Stored data entries:
========================================

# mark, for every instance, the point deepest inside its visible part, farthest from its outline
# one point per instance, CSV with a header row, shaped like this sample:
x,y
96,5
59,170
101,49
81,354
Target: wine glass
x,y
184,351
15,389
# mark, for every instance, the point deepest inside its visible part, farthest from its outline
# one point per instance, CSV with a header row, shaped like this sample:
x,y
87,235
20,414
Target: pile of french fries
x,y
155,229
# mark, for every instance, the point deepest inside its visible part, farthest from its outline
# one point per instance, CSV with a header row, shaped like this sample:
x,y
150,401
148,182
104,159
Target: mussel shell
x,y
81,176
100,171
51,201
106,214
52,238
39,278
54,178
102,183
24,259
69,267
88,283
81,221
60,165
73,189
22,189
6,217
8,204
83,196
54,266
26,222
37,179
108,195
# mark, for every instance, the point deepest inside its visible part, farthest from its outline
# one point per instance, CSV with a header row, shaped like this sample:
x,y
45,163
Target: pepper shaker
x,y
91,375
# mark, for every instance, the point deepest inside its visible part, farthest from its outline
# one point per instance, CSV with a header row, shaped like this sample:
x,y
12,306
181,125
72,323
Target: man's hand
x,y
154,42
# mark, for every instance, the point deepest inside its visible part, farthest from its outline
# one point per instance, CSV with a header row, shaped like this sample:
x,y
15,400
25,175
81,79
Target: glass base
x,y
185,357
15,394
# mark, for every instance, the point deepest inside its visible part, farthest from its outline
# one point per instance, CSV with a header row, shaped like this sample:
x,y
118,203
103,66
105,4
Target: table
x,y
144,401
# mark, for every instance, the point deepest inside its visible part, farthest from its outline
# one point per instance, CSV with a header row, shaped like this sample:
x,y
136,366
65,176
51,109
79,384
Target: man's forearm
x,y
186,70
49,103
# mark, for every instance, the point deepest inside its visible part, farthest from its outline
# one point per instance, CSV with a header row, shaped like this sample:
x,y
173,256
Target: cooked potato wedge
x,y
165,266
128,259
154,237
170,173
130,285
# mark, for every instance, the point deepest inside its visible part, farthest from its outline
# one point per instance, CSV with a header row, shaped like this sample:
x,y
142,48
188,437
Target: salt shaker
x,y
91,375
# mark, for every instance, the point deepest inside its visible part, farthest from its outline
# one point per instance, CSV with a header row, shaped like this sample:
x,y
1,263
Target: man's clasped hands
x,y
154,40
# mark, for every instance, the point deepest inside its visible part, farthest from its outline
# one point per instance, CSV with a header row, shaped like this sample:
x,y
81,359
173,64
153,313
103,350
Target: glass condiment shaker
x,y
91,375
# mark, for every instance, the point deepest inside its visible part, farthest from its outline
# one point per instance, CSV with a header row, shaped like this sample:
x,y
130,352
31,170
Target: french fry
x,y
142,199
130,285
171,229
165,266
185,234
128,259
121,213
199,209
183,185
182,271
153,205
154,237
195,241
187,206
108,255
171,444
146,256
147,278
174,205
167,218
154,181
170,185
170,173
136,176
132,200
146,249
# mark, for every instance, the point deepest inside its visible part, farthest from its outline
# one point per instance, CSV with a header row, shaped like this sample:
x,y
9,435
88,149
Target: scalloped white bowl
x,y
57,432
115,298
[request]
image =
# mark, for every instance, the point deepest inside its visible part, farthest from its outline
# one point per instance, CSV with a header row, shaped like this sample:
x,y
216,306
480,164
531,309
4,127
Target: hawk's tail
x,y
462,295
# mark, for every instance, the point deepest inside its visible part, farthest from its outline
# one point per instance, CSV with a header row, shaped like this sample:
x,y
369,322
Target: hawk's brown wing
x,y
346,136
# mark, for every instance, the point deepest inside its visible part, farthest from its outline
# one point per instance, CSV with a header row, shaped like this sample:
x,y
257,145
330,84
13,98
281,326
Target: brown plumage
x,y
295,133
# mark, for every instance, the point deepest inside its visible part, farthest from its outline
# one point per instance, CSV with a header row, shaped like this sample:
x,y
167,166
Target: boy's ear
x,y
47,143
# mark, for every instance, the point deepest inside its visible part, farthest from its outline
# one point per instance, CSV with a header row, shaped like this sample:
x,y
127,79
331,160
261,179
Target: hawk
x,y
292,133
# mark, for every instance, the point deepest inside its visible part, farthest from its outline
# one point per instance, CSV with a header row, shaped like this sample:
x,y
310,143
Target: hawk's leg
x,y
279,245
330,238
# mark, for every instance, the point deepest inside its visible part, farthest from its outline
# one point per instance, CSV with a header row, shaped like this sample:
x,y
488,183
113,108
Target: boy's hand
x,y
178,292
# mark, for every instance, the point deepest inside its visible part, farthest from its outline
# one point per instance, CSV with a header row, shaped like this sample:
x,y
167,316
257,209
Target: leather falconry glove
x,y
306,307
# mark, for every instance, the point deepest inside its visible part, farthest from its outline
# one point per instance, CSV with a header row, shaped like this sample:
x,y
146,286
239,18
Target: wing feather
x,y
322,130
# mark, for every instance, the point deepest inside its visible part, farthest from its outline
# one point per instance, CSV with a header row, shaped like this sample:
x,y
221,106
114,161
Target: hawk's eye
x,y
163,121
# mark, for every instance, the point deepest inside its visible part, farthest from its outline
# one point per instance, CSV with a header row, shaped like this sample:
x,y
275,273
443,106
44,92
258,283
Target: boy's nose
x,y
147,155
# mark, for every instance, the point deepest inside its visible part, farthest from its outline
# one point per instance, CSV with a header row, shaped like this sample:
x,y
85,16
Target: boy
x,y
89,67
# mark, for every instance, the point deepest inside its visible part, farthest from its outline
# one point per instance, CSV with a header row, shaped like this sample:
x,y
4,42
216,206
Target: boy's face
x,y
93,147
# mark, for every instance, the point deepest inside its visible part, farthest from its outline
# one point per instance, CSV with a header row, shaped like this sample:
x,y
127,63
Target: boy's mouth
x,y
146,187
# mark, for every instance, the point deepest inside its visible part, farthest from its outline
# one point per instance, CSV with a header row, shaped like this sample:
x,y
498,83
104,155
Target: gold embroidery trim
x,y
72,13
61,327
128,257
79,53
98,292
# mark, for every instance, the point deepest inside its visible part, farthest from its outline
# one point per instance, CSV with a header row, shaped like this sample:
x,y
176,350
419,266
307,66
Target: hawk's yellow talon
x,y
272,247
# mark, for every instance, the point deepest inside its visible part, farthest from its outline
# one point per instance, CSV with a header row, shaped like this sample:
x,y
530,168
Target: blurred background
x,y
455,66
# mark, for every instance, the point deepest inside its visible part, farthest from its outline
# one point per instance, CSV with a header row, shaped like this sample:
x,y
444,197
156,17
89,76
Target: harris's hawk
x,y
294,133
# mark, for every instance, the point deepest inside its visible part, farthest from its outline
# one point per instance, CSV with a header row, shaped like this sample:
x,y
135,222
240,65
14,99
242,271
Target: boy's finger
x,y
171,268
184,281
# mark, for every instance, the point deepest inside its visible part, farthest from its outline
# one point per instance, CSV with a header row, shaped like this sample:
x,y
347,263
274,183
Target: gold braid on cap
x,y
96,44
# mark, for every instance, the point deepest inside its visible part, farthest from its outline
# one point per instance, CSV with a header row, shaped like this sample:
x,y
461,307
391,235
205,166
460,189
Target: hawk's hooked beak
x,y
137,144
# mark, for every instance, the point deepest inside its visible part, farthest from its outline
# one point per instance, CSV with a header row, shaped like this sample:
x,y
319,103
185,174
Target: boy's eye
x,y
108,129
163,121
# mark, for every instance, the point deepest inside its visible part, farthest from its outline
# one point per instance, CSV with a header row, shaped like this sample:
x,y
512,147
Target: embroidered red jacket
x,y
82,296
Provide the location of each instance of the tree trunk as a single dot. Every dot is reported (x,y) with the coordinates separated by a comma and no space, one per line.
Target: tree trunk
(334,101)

========================================

WORK INSTRUCTION — The records above must be output exactly, in full.

SOLUTION BELOW —
# mark, for every instance, the point deepest inside its visible part, farthest from its outline
# one point per instance, CSV with a header row, shaped like this sample:
x,y
96,5
59,170
101,49
81,354
Target: wine glass
x,y
184,351
15,389
# mark, for every instance, the point deepest inside its visible part, farthest from its outline
# one point per instance, CSV with a header row, shaped like this sample:
x,y
87,235
20,414
Target: pile of french fries
x,y
155,229
# mark, for every instance, the point deepest inside its visible part, farthest from its outline
# one point per instance, CSV with a header row, shaped like this sample:
x,y
150,401
148,182
104,159
Target: mussel shell
x,y
81,176
100,171
51,201
106,214
52,238
39,278
54,178
102,183
24,259
69,267
88,283
81,221
60,165
73,189
22,189
6,217
8,204
83,196
54,266
26,222
37,179
108,195
# mark, for every instance, the point deepest inside its visible part, farthest from its outline
# one point per instance, CSV with a header row, shaped like this sample:
x,y
45,163
Target: pepper shaker
x,y
91,375
# mark, for every instance, the point deepest inside its visible part, farthest from its outline
# one point per instance, CSV with a header row, shaped like this sample:
x,y
12,306
181,125
72,323
Target: man's hand
x,y
154,42
# mark, for every instance, the point deepest inside its visible part, farthest from its outline
# one point per instance, CSV with a header row, shaped like this sample:
x,y
15,400
25,175
81,79
Target: glass base
x,y
185,357
15,394
# mark, for every instance, the point deepest inside its visible part, farthest from its outline
# one point per instance, CSV with a header row, shaped like this sample:
x,y
118,203
103,66
105,4
Target: table
x,y
144,401
# mark, for every instance, the point deepest inside its visible part, farthest from its outline
# one point per instance, CSV with a header row, shaped like this sample:
x,y
136,366
65,176
51,109
79,384
Target: man's forearm
x,y
186,70
49,103
# mark, for every instance, the point deepest inside its visible part, farthest from its outline
# one point per instance, CSV with a header row, shaped like this sample:
x,y
173,256
Target: cooked potato wedge
x,y
165,266
128,259
154,237
170,173
130,285
# mark, for every instance, the point deepest inside its visible part, farthest from its outline
# one point per instance, CSV with a header row, shaped like this sample:
x,y
142,48
188,437
Target: salt shaker
x,y
91,375
# mark, for every instance, the point deepest inside its visible part, farthest from its outline
# one point per instance, CSV with a header row, shaped like this sample:
x,y
1,263
Target: man's clasped hands
x,y
154,40
# mark, for every instance, the point deepest inside its visible part, farthest from its outline
# one point per instance, CSV with a header row, shaped like this sample:
x,y
81,359
173,64
153,313
103,350
Target: glass condiment shaker
x,y
91,375
# mark, for every instance, the point deepest inside its visible part, farthest from its outline
# one point per instance, CSV with a header row, shaped like this sample:
x,y
130,352
31,170
Target: french fry
x,y
142,199
130,285
171,229
165,266
185,234
128,259
121,213
199,209
183,185
182,271
153,205
154,237
195,241
187,206
108,255
171,444
146,256
147,278
174,205
167,218
154,181
170,185
170,173
136,176
132,200
146,249
# mark, for every instance, the point deepest inside its visible part, farthest from its outline
# one point per instance, CSV with a header row, shaped like this sample:
x,y
9,435
88,149
Target: scalloped white bowl
x,y
57,432
115,298
[request]
image =
# mark, for every instance, the point deepest inside its visible part, farthest from its outline
# one point per instance, CSV with a header row, shaped like this sample:
x,y
216,306
480,164
531,309
4,127
Target: hawk's tail
x,y
462,295
# mark, for every instance, the point deepest inside its visible part, farthest from its outline
# one point per instance, CSV with a header row, shaped like this sample:
x,y
369,322
Target: hawk's brown wing
x,y
346,136
# mark, for every instance, the point deepest inside its visible part, farthest from its outline
# one point per instance, CSV with a header row, shaped like this sample:
x,y
257,145
330,84
13,98
281,326
Target: brown plumage
x,y
295,133
# mark, for every instance, the point deepest inside its visible part, farthest from its outline
# one point per instance, CSV with a header row, shaped like this sample:
x,y
167,166
Target: boy's ear
x,y
47,143
# mark, for every instance, the point deepest inside its visible part, farthest from its outline
# one point per instance, CSV with a header row, shaped like this sample:
x,y
127,79
331,160
261,179
Target: hawk
x,y
292,133
# mark, for every instance, the point deepest inside its visible part, farthest from its outline
# one point per instance, CSV with a header row, shaped like this sample:
x,y
310,143
Target: hawk's leg
x,y
279,245
330,238
# mark, for every instance, the point deepest inside its visible part, farthest from its outline
# one point per instance, CSV with a header row, shaped like this sample:
x,y
488,183
113,108
Target: boy's hand
x,y
178,292
# mark, for every instance, the point deepest inside its visible part, farthest from its outline
# one point per instance, CSV with a header row, shaped like this sample:
x,y
167,316
257,209
Target: leather falconry glove
x,y
306,307
# mark, for every instance, the point deepest inside its visible part, farthest from its outline
# one point per instance, CSV with a header row, shaped like this sample:
x,y
146,286
239,18
Target: wing feather
x,y
322,130
# mark, for every instance, the point deepest inside its visible part, farthest from its outline
# one point per instance, CSV with a header row, shaped like this sample:
x,y
221,106
114,161
Target: hawk's eye
x,y
163,121
# mark, for every instance, the point deepest inside its visible part, farthest from its outline
# one point per instance, CSV with a header row, shaped like this sample:
x,y
275,273
443,106
44,92
258,283
Target: boy's nose
x,y
147,155
# mark, for every instance, the point deepest inside its visible part, farthest from its outline
# one point per instance, CSV with a header row, shaped like this sample:
x,y
85,16
Target: boy
x,y
89,67
# mark, for every instance, the point deepest inside its visible part, farthest from its outline
# one point per instance, CSV with a header row, shaped like this sample:
x,y
4,42
216,206
Target: boy's face
x,y
93,147
# mark, for every instance, the point deepest inside its visible part, farthest from its outline
# one point per instance, CSV with a header row, shaped like this sample:
x,y
127,63
Target: boy's mouth
x,y
146,187
# mark, for every instance, the point deepest inside its visible part, farthest from its outline
# one point per instance, CSV with a header row, shaped like this sample:
x,y
498,83
104,155
Target: gold embroidery trim
x,y
72,13
61,327
128,257
79,53
98,292
# mark, for every instance, the point deepest inside its visible part, farthest from its outline
# one point per instance, CSV with a header row, shaped like this sample:
x,y
176,350
419,266
307,66
Target: hawk's yellow talon
x,y
272,247
# mark, for every instance, the point deepest inside its visible part, farthest from its outline
# one point per instance, CSV with a header row, shaped like this sample:
x,y
530,168
Target: blurred background
x,y
455,66
# mark, for every instance, the point deepest inside its visible part, farthest from its outline
# one point per instance, CSV with a header row, shaped like this sample:
x,y
444,197
156,17
89,76
Target: harris's hawk
x,y
294,133
# mark, for every instance, the point deepest inside its visible part, farthest from its outline
# one point per instance, CSV with a header row, shaped like this sample:
x,y
135,222
240,65
14,99
242,271
Target: boy's finger
x,y
171,268
184,281
# mark, for every instance, the point deepest inside its visible part, farthest from its outline
# one point per instance, CSV with a header row, shaped like this sample:
x,y
347,263
274,183
Target: gold braid on cap
x,y
96,44
# mark, for every instance, the point deepest inside its visible part, farthest from its outline
# one point per instance, CSV with a header row, shaped like this sample:
x,y
461,307
391,235
205,166
460,189
Target: hawk's hooked beak
x,y
137,144
# mark, for every instance, the point deepest inside its visible part, farthest from its outline
# one point per instance, CSV with a header row, shaped like this sample:
x,y
319,103
185,174
Target: boy's eye
x,y
108,129
163,121
# mark, for every instance, the point deepest inside its visible part, farthest from its outline
# one point per instance, CSV with a header row, shaped like this sample:
x,y
512,147
Target: embroidered red jacket
x,y
82,296
Provide the location of each instance of the tree trunk as a single dot. Every dot is reported (x,y) with the coordinates separated by a comma and no space, one per line.
Target: tree trunk
(334,101)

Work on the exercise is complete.